■ **Challenge**
Retype the data below without altering anything.

(Point-based annotation data)
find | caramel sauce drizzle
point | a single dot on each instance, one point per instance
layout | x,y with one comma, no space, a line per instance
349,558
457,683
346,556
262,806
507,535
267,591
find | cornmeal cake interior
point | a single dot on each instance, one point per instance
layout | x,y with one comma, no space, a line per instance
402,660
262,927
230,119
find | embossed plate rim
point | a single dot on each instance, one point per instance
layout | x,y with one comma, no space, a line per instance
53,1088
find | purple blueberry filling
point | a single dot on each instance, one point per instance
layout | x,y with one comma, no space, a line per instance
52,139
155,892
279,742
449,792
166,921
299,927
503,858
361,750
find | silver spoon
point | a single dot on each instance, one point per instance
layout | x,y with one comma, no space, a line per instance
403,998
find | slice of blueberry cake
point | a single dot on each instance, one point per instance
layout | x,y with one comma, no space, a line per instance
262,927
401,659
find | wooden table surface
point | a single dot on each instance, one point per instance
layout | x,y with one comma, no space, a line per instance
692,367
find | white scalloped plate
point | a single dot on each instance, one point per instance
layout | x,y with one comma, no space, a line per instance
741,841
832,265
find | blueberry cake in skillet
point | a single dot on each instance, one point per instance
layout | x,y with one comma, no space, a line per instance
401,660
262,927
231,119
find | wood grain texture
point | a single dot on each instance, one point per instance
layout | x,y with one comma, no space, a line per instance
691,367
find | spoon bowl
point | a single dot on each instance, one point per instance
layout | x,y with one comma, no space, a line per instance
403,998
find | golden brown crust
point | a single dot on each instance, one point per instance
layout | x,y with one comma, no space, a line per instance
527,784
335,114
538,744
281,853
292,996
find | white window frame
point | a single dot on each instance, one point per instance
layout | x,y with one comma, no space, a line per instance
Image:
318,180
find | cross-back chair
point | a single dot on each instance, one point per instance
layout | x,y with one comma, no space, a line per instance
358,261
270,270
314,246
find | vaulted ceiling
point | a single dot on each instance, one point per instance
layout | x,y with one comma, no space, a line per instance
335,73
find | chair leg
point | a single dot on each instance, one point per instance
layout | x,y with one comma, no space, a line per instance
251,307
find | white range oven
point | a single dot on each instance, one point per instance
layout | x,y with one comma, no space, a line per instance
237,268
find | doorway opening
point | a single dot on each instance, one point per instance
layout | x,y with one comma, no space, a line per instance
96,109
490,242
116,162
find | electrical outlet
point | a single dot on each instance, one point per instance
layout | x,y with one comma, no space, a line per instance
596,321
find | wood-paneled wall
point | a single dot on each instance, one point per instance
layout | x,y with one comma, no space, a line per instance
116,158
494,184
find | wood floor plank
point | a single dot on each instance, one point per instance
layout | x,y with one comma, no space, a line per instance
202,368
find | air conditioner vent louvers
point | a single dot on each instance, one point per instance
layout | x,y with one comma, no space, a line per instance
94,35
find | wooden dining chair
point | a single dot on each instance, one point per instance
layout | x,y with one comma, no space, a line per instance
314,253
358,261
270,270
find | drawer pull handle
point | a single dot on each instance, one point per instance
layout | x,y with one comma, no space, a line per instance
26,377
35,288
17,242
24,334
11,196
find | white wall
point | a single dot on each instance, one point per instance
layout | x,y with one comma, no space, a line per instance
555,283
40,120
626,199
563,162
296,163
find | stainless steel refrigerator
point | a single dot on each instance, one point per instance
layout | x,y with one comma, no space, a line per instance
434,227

■ **Result for this exercise**
find | caramel sauce drizzle
point | a single dot on each instance, one point per instance
layout | x,y with one comma, no space, a line per instance
349,558
457,683
346,556
262,806
507,535
267,591
find | cornmeal cake interior
point | a single dot on each instance, one point per instance
layout | x,y with one comma, no space, a line per instance
402,660
262,927
230,119
find | embossed plate rim
point | a single dot on each instance, one point per instance
layout | x,y with one comma, no space, a line per instance
53,1088
find | purple blueberry filling
point | a single dot on each instance, one point per instance
layout | x,y with one comma, no space, a line per instance
52,139
155,892
279,742
449,792
166,921
299,927
503,858
361,750
find | silver spoon
point | a single dot on each instance, one point per instance
layout | x,y with one comma, no space, a line per instance
403,998
find | slice of blueberry cake
point | a single dot on each instance, one point per instance
layout | x,y with one comma, no space, a line per instance
262,927
401,659
find | wooden table surface
point | a single dot on each instance, one point per instance
layout | x,y with one comma, no space, a line per instance
692,367
find | white scalloped plate
point | a single dot on each instance, one point per instance
layout | x,y with one comma, no space, a line per instance
741,841
832,265
find | blueberry cake in skillet
point | a single dot on each instance, one point per instance
layout | x,y with one comma, no space, a line per instance
401,660
262,927
231,119
find | wood grain texture
point | a single dot on each instance, one point per instance
layout | x,y with one comma, no space, a line per instance
691,367
find | spoon bowl
point | a single dot on each instance, one point per instance
layout | x,y with one comma, no space, a line per instance
403,998
find | golden brown crust
point | a single dot on each instance, one point per instance
layout | x,y with one comma, no space, a line per instance
527,784
335,114
538,744
281,853
292,996
find | white window frame
point | a single dot on each instance, one point per instance
layout | x,y with one comma, no space, a line per instance
Image:
318,180
find | cross-back chair
point | a single dot on each instance, one point per instance
layout | x,y with one comma, no space, a line per instance
358,261
270,270
314,246
find | vaulted ceiling
point | a single dot on each instance, one point per instance
layout | x,y with one comma, no space, a line per instance
335,73
find | chair leg
point | a single dot on each instance, one point per instance
layout | x,y with one comma, no space, a line per instance
251,307
find | white range oven
point | a single dot on each instance, one point per instance
layout | x,y with one comma, no space, a line per instance
237,268
find | doorway opening
point | a single dot on each instance, one point per instance
layout | x,y with one comma, no space, a line per instance
96,109
490,242
116,162
find | electrical outlet
point | a single dot on each instance, one point per instance
layout | x,y with one comma, no space, a line per instance
596,321
find | wood-paneled wall
point | a single dot on each instance, one point per instance
layout | x,y with one comma, no space, a line per instance
116,158
494,184
find | wood floor plank
point | a single dot on each instance, one point per instance
layout | x,y with one comma, no space, a line per instance
202,368
find | air conditioner vent louvers
point | a single dot on each instance, one point per instance
layout | x,y with one comma, no space, a line per instance
94,35
find | wooden dining chair
point | a single dot on each instance, one point per instance
layout | x,y with one comma, no space, a line per instance
314,253
358,261
270,270
find | drawer pull handle
point | a single dot on each instance, one point per instance
layout | x,y with one comma, no space, a line per instance
26,377
35,288
17,242
24,334
11,196
find | white wall
point | a single dot on each instance, one point per instance
layout | x,y with one comma, no space, a line per instance
555,283
40,120
626,199
563,162
296,163
find | stainless steel refrigerator
point | a single dot on each instance, one point per instance
layout | x,y with one comma, no space, a line per instance
434,227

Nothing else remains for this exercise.